Daftar Tugas:
1. Terjemahkan kalimat "Perempuan memiliki kearifan khas dalam mengelola sumber daya lokal." dari teks tentang ekofeminisme ke dalam bahasa Inggris.
2. Ganti "kearifan" dengan "kebijaksanaan" dalam teks tentang ekofeminisme, lalu tuliskan kembali bagian dari "Ekofeminisme menjelaskan relasi" sampai "lakukan dengan giat.".
3. Lanjutkan teks tentang ekofeminisme mulai dari kalimat terakhirnya.

Ekofeminisme: Perempuan, Alam dan budaya


Manusia yang selalu bergantung pada lingkungan--esensinya tidak lebih kurang dari alam--seharusnya sadar menjadi mahkluk duniawi harus saling menjaga, tanpa melihat perbedaan. Kita yang selalu berbicara mengenai prularisme, perlu memaknai bahwa plural itu bukan hanya tentang menghargai perbedaan yang ada sesama manusia, tetapi juga tentang saling menghargai yang bukan manusia, termaksud alam. Terutama bagi kita, “kaum perempuan (Ekofeminis)”. 

Berbicara mengenai eko-feminisme, berarti menyoal tentang relasi perempuan dan Alam. Eko-feminisme merupakan sesuatu yang relatif baru dalam etika ekologis. Sebenarnya istilah dari ekofeminisme muncul pertama kali tahun 1974 dalam buku Francoise d’Eaubonne, yang berpandangan bahwa hubungan langsung antara operasi perempuan dan alam itu ada. 

Ekofeminisme menjelaskan relasi perempuan dan hak-haknya terkait alam dan lingkungan. Ekofeminisme membongkar keterkaitan manusia dengan alam yang tidak terkait gender. Apalagi sampai bias gender.

Perempuan memiliki kearifan khas dalam mengelola sumber daya lokal. Perempuan mempunyai pengetahuan yang mendalam dan sistematis mengenai proses-proses alam. Bahkan perempuan memiliki keyakinan bahwa alam harus selalu dipulihkan secara terus menerus.

Mungkin ekofeminisme sebagai gerakan perempuan dalam memperjuangkan dampak-dampak ekologis dan bahwa hubungan perempuan dan alam itu tidak dapat dipisahkan (kohesif). Perempuan memiliki gin/ekologi yang cenderung membuka, mengembangkan jaringan yang kompleks dari hubungan perempuan yang hidup dari alam. Sehingga dari hal tersebut sangat penting menyadari perjuangan menjaga kestabilan dan keseimbangan alam harus kita lakukan dengan giat.

Alam memiliki nilai yang tidak dapat direduksi kedalam kegunaannya bagi kebudayaan patriarki, apalagi hanya difokuskan kepada laki-laki. Karya perempuan dan karya alam adalah satu kesatuan yang terakomodasikan. Kekayaan alam sangat penting bagi kelangsungan hidup manusia, tanpa terkecuali.

Daftar Item:
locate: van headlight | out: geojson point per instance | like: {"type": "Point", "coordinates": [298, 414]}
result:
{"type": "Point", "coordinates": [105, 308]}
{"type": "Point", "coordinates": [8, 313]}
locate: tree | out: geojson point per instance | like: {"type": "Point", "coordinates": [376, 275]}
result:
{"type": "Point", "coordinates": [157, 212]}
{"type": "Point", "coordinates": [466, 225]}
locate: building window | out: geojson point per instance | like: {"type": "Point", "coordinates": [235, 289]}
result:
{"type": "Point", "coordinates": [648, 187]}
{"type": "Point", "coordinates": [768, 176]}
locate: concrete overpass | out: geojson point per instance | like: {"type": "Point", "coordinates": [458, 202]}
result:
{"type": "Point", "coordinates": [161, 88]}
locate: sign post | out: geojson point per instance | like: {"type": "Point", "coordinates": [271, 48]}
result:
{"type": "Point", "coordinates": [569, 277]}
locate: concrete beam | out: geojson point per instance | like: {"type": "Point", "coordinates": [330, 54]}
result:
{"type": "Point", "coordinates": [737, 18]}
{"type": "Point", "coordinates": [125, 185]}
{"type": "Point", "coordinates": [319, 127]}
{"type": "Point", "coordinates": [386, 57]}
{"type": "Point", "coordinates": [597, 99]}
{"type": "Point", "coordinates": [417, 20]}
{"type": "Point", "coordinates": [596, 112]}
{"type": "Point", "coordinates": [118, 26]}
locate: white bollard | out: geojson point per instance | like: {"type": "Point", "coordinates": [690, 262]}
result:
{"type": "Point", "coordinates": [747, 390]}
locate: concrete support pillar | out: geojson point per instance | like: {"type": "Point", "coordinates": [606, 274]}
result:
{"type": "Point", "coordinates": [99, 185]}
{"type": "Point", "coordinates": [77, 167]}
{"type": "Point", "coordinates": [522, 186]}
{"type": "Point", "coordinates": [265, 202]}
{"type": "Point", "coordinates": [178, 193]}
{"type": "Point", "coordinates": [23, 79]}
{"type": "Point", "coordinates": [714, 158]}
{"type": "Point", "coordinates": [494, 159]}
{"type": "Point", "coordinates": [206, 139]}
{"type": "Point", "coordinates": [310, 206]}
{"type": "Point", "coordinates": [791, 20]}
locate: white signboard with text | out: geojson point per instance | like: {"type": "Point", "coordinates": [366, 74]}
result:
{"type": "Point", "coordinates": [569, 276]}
--
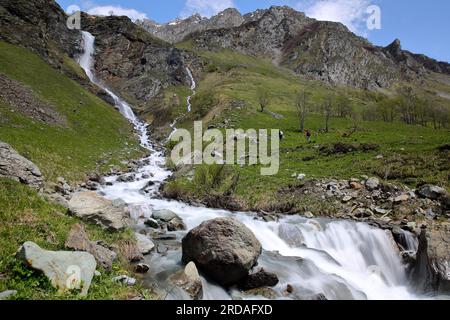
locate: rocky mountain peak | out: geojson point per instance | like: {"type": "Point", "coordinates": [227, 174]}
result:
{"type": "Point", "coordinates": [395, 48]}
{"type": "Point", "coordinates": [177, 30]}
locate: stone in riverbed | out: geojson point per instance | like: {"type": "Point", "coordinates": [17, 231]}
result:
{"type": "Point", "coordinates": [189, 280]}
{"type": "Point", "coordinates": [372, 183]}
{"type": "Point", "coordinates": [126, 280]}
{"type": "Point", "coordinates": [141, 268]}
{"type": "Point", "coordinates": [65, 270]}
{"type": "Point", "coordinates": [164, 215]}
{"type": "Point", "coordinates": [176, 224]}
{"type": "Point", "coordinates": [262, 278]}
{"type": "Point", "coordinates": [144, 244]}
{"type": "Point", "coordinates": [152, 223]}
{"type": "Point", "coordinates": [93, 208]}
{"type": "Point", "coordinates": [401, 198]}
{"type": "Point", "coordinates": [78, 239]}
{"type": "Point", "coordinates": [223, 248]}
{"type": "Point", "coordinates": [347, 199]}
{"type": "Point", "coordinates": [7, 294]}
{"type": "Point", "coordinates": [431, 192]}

Jawaban per Tugas:
1. Women possess a distinctive wisdom in managing local resources.

2.
Ekofeminisme menjelaskan relasi perempuan dan hak-haknya terkait alam dan lingkungan. Ekofeminisme membongkar keterkaitan manusia dengan alam yang tidak terkait gender. Apalagi sampai bias gender.

Perempuan memiliki kebijaksanaan khas dalam mengelola sumber daya lokal. Perempuan mempunyai pengetahuan yang mendalam dan sistematis mengenai proses-proses alam. Bahkan perempuan memiliki keyakinan bahwa alam harus selalu dipulihkan secara terus menerus.

Mungkin ekofeminisme sebagai gerakan perempuan dalam memperjuangkan dampak-dampak ekologis dan bahwa hubungan perempuan dan alam itu tidak dapat dipisahkan (kohesif). Perempuan memiliki gin/ekologi yang cenderung membuka, mengembangkan jaringan yang kompleks dari hubungan perempuan yang hidup dari alam. Sehingga dari hal tersebut sangat penting menyadari perjuangan menjaga kestabilan dan keseimbangan alam harus kita lakukan dengan giat.

3.
Walaupun masih banyak aspek yang meminggirkan relasi perempuan dan alam. Hubungan antara perempuan dan alam dan posisi perempuan hanya sebagai jembatan dan perempuan hanya sebagai penengah antara dirinya sendiri dengan alam. Namun semua ekofeminis yakin bahwa manusia adalah saling berhubungan satu sama lain, dan juga berhubungan dengan dunia, binatang, tumbuhan dan benda-benda diam lainnya. 

Kita yang selalu menyoal mengenai gerakan perempuan yang selalu kita perbincangkan harusnya kita pertanyakan dan mencari solusi yang tepat. Dengan keadaan manusia  hari ini, saya berpendapat bahwa dalam perjuangan perempuan, yang sudah mencapai emansipasinya harusnya lebih terarah pada perjuangan menjaga alam. Ekofeminisme harus kita perjuangan para perempuan khususnya.

Persoalan perempuan bukan hanya mengenai haknya di politik, sosial, pendidikan,dan di ruang publik saja. Namun perempuan harus sadar mengenai tugas dan tanggung jawabnya yaitu Hablumminalalam, yaitu hubungan manusia dengan alam.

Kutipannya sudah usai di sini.